**** TEXT SECTION
The Power of Regex: A Beginner’s Guide

This is a very old piece I wrote, even before the release of OpenOffice 2.4. I’m bringing it back because people often ask me for quick text editing tricks. I’ll show you how to do it using RegEx. The OpenOffice RegEx engine is quite usable. Microsoft Word can do similar things too, but it handles them in a very peculiar and cumbersome way. In the Find and Replace function, you need to enable the “Use wildcards” (or similar) option, and then you can use a kind of dumbed-down version of RegEx.

Searching within texts, selecting certain parts, and replacing them are everyday tasks. When editing a larger manuscript—such as a thesis or a book—this might be needed a thousand times, and often for the same kinds of changes. For example, quotation marks at the beginning of words need to be replaced with low-9 quotes instead of straight quotes, and closing quotes with high-9 ones (in Hungarian). Sequences like space-hyphen-space need to be replaced with em dashes. You’ll want to standardize the formatting of numbers, phone numbers, and units of measurement. In such Sisyphean tasks, regular expressions (RegExp or RegEx for short) can save a lot of time.

Regular expressions can also be used in programming tasks, such as input validation, database queries, or any situation where you need to detect a pattern in a text or match character sequences.

You’ll encounter RegEx in many places. On UNIX systems, it’s widely used in text-searching tools (like grep, egrep), in text editors (such as emacs, sed, or vi), and even the bash shell supports it. Many programming languages (e.g., C, Perl, Delphi, Java) support RegEx, and many text editors do as well—for example, Notepad++, OpenOffice.org, and even Microsoft Word. There are some differences between various RegEx engines, so expressions may need to be slightly adjusted from one application to another. The available features also vary between programs, but the core logic is the same.

To a beginner, something like <[a-z0-9._%+-]+@[a-z0-9.-]+\.[a-z]{2,4}> might look intimidatingly complex. But once you understand the unique logic of RegEx, the meaning becomes quite straightforward. We’ll decode this shortly, but let’s not get ahead of ourselves.

What follows is intended for complete beginners and demonstrates RegEx usage with OpenOffice.org. We won’t cover everything, so for those interested in diving deeper, references at the end of the article will help guide further exploration.

In OpenOffice.org Writer, go to Edit → Find & Replace to open the standard dialog. Click More Options, and you’ll see the Regular expressions checkbox. If you enable this, the software will interpret the text in the Search for and Replace with fields as regular expressions.
********
> [WRITTEN PROBLEM]:
Answer from the regex guide above:
(a) In Microsoft Word's Find and Replace, which option must be turned on to use a simpler form of RegEx?
(b) What should space-hyphen-space sequences be replaced with?
(c) In the OpenOffice.org Writer Find & Replace dialog, what do you click to see the Regular expressions checkbox?
**** ENTRIES
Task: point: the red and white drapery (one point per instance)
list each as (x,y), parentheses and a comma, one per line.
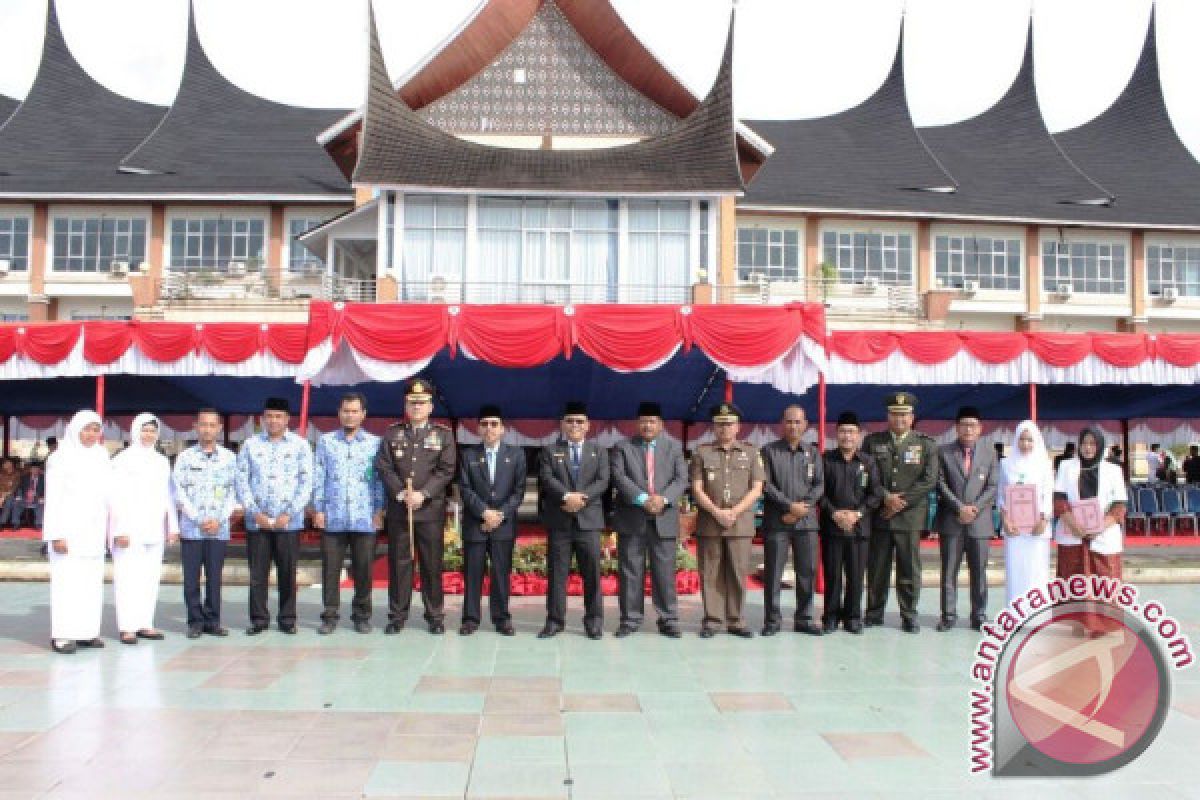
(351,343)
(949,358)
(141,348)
********
**** ENTRIES
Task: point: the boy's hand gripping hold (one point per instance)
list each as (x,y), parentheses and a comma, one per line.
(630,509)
********
> [RESPONSE TO THE EXERCISE]:
(a) "Use wildcards" (or a similar option)
(b) Em dashes
(c) More Options